[Referring expression pointing data]
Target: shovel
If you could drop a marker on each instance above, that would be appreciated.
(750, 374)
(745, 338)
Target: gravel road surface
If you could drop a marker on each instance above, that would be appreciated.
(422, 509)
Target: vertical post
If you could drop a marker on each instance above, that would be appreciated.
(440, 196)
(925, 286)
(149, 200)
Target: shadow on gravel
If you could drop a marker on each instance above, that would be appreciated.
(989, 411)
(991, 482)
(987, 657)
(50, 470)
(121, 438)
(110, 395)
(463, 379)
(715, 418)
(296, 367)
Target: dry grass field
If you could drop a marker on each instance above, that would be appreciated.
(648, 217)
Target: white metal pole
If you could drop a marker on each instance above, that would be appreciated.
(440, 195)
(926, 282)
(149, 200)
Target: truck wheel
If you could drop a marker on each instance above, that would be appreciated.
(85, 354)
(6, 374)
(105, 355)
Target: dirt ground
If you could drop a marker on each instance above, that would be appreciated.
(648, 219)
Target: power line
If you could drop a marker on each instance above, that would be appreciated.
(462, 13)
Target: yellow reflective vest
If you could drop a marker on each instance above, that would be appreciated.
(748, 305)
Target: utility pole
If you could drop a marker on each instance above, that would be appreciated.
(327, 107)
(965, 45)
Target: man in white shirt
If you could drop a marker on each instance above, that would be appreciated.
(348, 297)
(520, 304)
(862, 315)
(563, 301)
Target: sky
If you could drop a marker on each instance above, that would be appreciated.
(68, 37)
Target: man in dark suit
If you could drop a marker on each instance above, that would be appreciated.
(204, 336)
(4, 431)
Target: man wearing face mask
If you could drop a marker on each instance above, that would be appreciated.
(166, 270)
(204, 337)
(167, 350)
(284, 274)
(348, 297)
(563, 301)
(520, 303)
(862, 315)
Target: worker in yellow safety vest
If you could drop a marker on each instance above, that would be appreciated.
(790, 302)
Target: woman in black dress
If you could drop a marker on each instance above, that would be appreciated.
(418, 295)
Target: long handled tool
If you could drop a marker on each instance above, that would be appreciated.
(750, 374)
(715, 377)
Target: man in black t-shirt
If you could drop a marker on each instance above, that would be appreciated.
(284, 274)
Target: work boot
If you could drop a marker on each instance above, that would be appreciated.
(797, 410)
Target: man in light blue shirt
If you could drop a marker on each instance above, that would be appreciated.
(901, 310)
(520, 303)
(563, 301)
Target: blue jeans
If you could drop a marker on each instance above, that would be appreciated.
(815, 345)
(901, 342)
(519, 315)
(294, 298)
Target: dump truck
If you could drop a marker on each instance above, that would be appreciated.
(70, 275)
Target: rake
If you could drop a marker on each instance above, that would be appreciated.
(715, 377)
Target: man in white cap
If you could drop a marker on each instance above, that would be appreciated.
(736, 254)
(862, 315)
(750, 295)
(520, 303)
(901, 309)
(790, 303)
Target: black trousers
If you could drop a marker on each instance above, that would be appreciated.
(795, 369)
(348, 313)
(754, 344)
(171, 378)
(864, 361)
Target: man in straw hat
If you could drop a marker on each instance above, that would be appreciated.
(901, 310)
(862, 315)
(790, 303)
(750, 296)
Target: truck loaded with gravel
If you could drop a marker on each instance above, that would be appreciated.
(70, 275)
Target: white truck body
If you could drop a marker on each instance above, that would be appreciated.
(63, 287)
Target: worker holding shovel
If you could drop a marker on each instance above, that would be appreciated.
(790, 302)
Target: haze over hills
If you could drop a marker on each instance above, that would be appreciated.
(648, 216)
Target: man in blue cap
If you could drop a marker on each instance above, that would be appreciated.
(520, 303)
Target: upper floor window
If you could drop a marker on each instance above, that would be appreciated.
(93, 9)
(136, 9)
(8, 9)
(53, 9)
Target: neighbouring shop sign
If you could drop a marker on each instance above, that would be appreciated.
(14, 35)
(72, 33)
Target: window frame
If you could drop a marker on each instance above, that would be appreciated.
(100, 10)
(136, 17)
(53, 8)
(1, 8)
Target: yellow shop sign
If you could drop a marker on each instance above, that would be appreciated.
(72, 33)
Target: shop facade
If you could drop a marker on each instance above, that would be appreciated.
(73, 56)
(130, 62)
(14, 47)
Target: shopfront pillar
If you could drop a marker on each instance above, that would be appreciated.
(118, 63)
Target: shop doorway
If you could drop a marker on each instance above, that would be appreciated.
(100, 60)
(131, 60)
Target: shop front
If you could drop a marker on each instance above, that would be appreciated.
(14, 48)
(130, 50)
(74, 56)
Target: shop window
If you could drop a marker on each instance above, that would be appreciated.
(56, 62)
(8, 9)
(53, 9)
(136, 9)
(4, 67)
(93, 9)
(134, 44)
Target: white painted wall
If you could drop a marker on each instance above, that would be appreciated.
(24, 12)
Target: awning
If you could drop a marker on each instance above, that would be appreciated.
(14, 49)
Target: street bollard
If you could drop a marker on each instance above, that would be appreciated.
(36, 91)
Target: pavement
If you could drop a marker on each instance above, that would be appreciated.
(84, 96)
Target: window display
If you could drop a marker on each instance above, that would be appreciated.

- _WHAT YOU SHOULD DO_: Lines with "vest": return each one from the data above.

- _EXERCISE ANSWER_:
Target: yellow reflective vest
Target: worker in yellow safety vest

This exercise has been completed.